● Written instruction 1: In the interview on matrescence, rewrite the section starting at "With hindsight, when" and ending at "limiting and terrifying.", swapping "coping" for "managing" throughout.
● Written instruction 2: Carry on the interview about matrescence from its last line.

● Passage given:
===

Matrescence, with Jacqueline Kelly

Updated: Feb 26

I interviewed Jacqueline Kelly, who coaches mums and champions the concept of matrescence through her organisation: Our Brave Hearts. If you’re not familiar with her work, check out her very thought provoking videos on Instagram! Below we talk about matrescence, and in the next post: mum guilt.





What led you to the work you are doing now, coaching and supporting mums?


My own experience of motherhood, really. The challenges that I faced, the realities of motherhood, and then the conversations that I had with so many other mothers about what their lived realities were actually like as opposed to what we see and what we read about online.


One of the biggest things that has fascinated me about motherhood, and that I myself went through, was this feeling that I had lost myself completely. Untethered to all that I thought I had been, all who I thought I was. I was surprised at that and I think my desire, my desperation, to know more about that is what led me to study and read and do the work that I do.


With hindsight, when I look back at the early days of my motherhood, I realise that I felt trapped by the lack of vocabulary that I had at that time. And I see this coming up time and time again with mothers. There is a language of motherhood that really is pumped into society, that we grow up completely immersed in. Without us perhaps even consciously realising it we are using other people's words and other people's phrases to try and describe what it feels like for us.


I felt like I was either happy or sad.
I was either coping or not coping
I was either postnatally depressed or I was OK

And at the time it just felt so limiting and terrifying.


After my son was born It took me quite a while to be able to figure out that I was constantly comparing what I had to a fancy version of motherhood that I thought I should have had. I didn’t realise at first that the reality would just never match up. I was never going to be satisfied. It was never going to be good enough.


I was never going to feel like I was coping enough because the expectations and the standards that I was comparing myself to were unobtainable, unrealistic and never mine to begin with.

When I started to realise that I was in this massive gap between the fantasy and the reality, that's what really opened up my confidence in searching for other mums and being able to speak about what was happening in my life. My confidence to be able to talk about the lived reality of motherhood that I was having as opposed to the one that I thought I should have.



If you could change something about the preparation we get before giving birth, what would it be?


Matresence.

===

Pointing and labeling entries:
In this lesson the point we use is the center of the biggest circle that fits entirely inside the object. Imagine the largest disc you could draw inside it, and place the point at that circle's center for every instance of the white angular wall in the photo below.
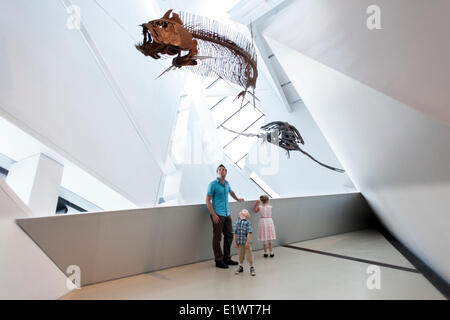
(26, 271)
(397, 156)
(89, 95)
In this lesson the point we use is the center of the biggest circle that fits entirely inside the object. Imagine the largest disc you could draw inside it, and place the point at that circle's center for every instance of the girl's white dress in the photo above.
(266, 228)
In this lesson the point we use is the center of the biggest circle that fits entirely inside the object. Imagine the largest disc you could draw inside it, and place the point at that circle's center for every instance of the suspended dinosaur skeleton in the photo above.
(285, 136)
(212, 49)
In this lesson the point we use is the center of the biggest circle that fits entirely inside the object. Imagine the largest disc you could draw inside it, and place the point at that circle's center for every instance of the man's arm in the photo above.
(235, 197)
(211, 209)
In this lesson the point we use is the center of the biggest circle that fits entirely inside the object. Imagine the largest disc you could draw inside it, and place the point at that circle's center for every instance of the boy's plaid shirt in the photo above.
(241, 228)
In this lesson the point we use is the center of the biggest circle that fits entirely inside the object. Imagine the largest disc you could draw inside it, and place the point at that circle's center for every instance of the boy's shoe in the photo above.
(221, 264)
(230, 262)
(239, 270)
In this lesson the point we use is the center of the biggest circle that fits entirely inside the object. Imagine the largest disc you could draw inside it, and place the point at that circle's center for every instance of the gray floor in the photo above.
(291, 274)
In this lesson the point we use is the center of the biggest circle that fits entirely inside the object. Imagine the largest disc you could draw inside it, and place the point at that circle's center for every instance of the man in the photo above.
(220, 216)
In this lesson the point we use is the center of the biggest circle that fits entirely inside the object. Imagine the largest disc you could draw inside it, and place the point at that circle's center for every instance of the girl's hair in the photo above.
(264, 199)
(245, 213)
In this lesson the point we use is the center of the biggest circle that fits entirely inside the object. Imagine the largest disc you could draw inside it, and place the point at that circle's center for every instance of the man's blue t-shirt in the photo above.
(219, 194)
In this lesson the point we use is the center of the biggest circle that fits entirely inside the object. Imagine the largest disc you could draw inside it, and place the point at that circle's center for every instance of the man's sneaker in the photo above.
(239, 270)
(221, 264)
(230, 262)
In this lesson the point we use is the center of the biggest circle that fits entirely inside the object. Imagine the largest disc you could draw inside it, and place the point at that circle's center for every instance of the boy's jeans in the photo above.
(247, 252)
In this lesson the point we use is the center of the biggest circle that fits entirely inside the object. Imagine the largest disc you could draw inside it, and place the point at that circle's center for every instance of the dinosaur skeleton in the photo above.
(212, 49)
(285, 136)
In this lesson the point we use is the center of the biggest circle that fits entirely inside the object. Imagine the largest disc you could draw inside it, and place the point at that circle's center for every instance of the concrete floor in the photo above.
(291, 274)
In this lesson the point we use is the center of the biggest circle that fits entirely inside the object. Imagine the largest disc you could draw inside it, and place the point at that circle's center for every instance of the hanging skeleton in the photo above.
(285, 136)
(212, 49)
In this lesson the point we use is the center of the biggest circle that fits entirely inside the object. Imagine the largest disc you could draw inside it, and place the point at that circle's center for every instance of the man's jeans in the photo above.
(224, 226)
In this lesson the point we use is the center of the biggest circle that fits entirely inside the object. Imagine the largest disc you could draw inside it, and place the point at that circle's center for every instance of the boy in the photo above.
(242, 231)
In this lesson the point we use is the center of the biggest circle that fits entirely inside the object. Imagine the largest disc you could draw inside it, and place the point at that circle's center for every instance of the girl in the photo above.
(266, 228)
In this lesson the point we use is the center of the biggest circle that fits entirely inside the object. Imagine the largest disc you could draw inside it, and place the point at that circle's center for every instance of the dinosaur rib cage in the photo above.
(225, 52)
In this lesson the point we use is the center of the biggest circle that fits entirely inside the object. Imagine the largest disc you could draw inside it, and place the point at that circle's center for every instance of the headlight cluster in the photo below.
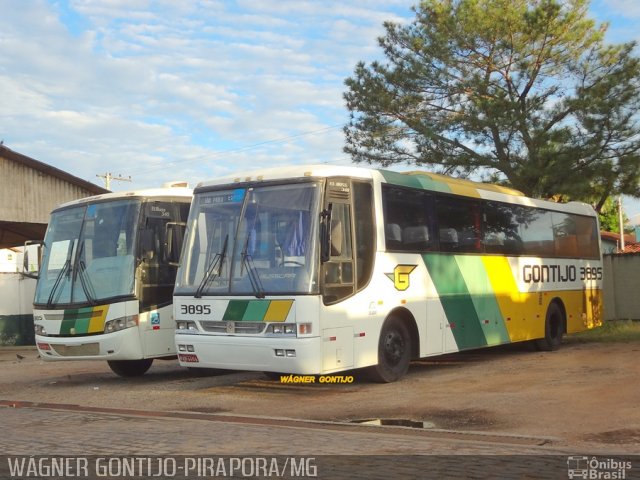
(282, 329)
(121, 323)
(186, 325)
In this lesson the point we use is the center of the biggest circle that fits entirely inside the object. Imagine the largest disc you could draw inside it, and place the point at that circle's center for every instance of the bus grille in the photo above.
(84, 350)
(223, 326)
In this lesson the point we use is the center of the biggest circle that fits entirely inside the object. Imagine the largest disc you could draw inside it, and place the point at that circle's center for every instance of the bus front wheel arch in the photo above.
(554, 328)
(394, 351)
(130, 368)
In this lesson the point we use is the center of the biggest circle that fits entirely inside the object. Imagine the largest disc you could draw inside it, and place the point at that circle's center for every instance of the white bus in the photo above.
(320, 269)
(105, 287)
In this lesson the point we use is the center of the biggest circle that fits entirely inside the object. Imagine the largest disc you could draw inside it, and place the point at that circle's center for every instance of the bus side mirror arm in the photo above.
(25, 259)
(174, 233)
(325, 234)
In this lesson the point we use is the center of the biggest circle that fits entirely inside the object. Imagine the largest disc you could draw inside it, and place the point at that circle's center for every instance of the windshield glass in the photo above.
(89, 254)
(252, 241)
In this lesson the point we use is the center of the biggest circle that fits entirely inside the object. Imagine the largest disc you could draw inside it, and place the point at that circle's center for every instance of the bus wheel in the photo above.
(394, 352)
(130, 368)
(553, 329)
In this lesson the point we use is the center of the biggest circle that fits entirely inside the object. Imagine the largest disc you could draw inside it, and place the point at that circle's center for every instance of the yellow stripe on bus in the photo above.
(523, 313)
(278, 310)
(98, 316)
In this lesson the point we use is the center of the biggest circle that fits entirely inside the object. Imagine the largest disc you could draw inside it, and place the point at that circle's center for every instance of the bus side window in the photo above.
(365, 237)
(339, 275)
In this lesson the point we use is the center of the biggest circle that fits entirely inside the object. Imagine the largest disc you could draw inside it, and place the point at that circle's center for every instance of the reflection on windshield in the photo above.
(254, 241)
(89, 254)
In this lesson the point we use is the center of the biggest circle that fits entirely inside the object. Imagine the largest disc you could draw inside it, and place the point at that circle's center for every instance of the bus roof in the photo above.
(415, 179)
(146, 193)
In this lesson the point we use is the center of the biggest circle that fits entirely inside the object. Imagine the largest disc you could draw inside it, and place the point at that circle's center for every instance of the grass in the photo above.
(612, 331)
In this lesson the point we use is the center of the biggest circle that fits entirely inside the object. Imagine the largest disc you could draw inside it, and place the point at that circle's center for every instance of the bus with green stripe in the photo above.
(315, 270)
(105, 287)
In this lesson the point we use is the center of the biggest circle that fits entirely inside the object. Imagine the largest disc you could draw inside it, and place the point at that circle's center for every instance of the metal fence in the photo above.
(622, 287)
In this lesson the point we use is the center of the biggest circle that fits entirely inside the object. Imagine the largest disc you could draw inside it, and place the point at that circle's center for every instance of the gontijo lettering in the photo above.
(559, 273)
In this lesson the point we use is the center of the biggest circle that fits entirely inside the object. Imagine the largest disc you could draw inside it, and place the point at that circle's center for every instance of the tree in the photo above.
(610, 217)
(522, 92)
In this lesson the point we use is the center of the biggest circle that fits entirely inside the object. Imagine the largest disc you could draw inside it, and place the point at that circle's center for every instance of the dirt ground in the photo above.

===

● Result 1:
With hindsight, when I look back at the early days of my motherhood, I realise that I felt trapped by the lack of vocabulary that I had at that time. And I see this coming up time and time again with mothers. There is a language of motherhood that really is pumped into society, that we grow up completely immersed in. Without us perhaps even consciously realising it we are using other people's words and other people's phrases to try and describe what it feels like for us.


I felt like I was either happy or sad.
I was either managing or not managing
I was either postnatally depressed or I was OK

And at the time it just felt so limiting and terrifying.

● Result 2:
This is a conversation that is growing and gathering momentum but still doesn’t get the recognition it deserves. So if I were to be in any way responsible for some type of change in what we learn about what it means to become a mother, then the concept of matresence has to be involved.


Matresence offers us a lens to look at what happens to us, the women, when we become mothers.

Rather than being so child centred and based only on the physical changes that we go through, matresence offers us a social lens, a physical lens, a psychological lens, a cultural lens, a spiritual lens.


The changes we experience when becoming mothers are so much bigger than we have been led to believe and for many of us, the impact that it has on our sense of self is huge. It's so vast and yet it's so under-supported and under-acknowledged. And I believe that this topic truly has the potential to change so many women's experiences of what it means to become a mother.


Do you think people with no experience of motherhood could manage to engage with these ideas in antenatal preparation?


I do. I remember what you’re talking about though and when I reflect back, would I have paid attention as someone thriving with a textbook beautiful first pregnancy? I remember when I was learning about birth I was so focused on the idea that I was going to use gentle birthing methods, I was going to be in my head, I had my homoeopathy remedies and my vision boards. I had all these beautiful plans but at the same time I remember being told: you have a toolbox.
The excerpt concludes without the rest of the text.